-- Work required --
Within the records that follow, find every line containing the string "segment". Copy those lines.

───

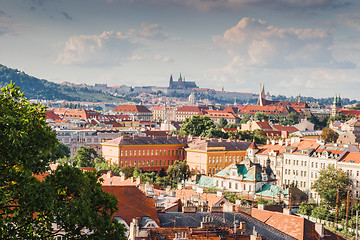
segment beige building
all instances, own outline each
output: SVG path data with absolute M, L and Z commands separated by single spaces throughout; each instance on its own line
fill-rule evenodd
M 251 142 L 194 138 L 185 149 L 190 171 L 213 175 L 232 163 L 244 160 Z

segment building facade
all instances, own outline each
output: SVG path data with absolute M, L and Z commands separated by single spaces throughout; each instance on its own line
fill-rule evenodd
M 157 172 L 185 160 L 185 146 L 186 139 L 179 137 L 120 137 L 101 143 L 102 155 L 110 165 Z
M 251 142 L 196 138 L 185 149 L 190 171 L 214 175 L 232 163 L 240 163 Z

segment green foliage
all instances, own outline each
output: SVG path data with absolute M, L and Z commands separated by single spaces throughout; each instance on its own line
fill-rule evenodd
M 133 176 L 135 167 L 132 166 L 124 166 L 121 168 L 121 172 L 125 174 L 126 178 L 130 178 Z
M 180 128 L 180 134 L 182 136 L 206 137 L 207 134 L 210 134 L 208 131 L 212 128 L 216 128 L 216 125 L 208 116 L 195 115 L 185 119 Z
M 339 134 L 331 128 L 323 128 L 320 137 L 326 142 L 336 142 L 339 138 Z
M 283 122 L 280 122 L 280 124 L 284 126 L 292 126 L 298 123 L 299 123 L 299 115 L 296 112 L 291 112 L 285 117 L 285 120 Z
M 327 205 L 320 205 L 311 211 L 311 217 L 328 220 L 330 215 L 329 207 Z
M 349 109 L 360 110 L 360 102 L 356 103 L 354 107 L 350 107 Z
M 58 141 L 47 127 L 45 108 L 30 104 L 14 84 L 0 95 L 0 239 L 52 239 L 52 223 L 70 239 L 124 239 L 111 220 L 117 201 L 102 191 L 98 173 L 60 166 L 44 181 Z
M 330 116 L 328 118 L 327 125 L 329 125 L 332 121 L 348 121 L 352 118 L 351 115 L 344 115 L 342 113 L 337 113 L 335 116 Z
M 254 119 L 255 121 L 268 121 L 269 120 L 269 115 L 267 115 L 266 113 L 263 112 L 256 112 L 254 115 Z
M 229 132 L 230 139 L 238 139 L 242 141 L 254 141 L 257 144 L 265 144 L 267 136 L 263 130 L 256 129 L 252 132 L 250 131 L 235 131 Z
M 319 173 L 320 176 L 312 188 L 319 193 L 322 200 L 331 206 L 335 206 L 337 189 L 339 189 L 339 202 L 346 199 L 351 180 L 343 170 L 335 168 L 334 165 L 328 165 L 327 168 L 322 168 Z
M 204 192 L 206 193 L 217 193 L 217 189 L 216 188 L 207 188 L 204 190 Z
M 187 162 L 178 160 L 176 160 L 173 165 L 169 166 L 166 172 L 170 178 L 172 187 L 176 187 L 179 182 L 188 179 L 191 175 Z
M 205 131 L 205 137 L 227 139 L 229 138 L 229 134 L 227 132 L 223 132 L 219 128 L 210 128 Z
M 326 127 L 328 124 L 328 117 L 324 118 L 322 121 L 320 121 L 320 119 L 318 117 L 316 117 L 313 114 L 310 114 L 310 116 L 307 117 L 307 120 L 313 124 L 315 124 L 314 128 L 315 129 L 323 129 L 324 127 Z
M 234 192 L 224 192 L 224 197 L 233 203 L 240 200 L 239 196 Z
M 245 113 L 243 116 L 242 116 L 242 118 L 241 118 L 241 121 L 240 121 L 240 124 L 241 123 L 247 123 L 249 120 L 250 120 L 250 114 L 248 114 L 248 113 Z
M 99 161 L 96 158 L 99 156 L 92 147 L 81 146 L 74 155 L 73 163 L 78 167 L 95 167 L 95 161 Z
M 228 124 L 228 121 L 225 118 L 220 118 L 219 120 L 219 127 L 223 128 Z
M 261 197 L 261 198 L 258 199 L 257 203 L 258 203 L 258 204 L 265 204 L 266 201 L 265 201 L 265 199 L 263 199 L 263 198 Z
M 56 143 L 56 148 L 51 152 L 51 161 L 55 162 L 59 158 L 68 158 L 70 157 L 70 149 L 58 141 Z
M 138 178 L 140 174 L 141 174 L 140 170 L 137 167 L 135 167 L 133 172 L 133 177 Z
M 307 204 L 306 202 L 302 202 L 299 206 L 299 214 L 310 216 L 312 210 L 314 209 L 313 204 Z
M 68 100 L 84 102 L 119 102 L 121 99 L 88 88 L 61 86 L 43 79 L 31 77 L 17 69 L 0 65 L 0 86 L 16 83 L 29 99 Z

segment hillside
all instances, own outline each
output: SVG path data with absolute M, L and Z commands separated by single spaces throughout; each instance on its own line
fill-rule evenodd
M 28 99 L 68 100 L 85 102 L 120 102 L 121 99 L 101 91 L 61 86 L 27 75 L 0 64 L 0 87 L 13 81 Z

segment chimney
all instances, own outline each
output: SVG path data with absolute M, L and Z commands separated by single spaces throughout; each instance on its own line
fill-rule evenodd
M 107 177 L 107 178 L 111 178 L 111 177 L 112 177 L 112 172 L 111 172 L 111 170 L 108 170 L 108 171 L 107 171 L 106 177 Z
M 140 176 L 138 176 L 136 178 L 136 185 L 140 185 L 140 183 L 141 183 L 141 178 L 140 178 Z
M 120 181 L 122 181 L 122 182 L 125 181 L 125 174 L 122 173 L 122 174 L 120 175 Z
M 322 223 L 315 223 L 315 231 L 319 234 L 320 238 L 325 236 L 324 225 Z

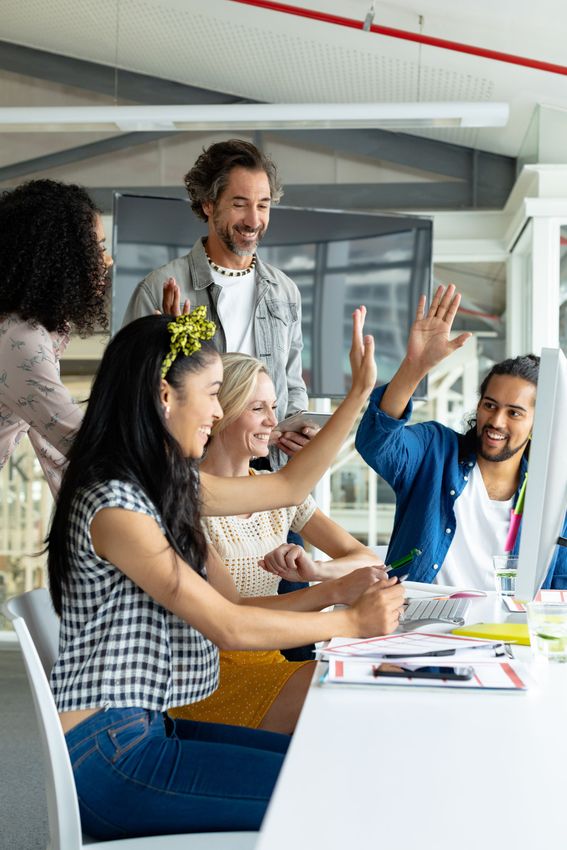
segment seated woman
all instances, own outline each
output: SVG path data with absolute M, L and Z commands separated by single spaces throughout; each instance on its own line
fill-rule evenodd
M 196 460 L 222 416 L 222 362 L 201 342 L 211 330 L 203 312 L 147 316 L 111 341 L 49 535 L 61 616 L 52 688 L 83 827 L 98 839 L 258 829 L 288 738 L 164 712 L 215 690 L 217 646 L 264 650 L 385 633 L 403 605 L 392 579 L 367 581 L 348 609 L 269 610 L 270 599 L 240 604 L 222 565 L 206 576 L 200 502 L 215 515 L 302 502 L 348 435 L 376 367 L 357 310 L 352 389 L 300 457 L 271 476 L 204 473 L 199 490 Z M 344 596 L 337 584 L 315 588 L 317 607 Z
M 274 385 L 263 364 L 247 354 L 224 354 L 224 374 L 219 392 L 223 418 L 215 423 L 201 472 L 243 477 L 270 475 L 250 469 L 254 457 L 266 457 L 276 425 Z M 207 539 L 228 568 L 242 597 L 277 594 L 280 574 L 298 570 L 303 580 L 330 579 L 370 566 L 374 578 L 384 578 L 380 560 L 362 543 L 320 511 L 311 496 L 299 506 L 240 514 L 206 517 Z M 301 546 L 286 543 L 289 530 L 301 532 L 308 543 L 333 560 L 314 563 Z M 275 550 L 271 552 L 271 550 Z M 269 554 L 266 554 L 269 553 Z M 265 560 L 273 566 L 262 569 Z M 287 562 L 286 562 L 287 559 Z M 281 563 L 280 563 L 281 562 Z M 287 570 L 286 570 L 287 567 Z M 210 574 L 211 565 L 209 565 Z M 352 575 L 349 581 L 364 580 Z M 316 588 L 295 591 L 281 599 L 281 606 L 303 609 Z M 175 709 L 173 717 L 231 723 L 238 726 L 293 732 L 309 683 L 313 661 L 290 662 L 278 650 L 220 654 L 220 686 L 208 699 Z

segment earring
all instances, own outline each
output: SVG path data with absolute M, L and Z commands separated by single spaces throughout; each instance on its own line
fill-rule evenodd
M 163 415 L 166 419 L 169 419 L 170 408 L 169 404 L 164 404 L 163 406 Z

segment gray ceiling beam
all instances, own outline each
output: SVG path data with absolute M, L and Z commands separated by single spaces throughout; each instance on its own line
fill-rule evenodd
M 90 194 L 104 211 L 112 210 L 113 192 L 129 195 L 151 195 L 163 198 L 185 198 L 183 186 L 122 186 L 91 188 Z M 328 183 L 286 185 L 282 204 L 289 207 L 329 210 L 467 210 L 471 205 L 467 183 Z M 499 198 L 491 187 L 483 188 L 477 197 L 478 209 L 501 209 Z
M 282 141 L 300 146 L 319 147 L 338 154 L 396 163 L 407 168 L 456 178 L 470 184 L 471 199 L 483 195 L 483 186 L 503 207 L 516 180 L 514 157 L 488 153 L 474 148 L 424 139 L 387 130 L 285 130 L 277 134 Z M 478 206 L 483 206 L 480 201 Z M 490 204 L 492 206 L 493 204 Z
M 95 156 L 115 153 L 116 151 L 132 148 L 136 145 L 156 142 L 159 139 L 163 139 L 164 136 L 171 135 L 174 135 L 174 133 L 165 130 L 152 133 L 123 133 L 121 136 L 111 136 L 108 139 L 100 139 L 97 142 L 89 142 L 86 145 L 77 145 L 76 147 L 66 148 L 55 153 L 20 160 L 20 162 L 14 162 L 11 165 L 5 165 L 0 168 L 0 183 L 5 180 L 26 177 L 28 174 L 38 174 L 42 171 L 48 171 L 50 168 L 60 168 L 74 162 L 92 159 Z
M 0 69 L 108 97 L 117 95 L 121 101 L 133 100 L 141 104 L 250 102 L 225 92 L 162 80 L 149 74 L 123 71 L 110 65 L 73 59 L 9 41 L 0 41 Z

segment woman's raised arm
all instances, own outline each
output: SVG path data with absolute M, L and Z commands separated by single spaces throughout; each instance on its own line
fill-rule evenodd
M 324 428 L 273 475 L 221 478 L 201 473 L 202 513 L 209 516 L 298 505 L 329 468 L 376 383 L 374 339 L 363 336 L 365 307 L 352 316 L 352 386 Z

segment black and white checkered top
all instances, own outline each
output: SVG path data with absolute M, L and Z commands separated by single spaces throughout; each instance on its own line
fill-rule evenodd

───

-- Solution for this problem --
segment beige building
segment building facade
segment green foliage
segment hillside
segment chimney
segment seated woman
segment earring
segment gray ceiling beam
segment woman's raised arm
segment black and white checkered top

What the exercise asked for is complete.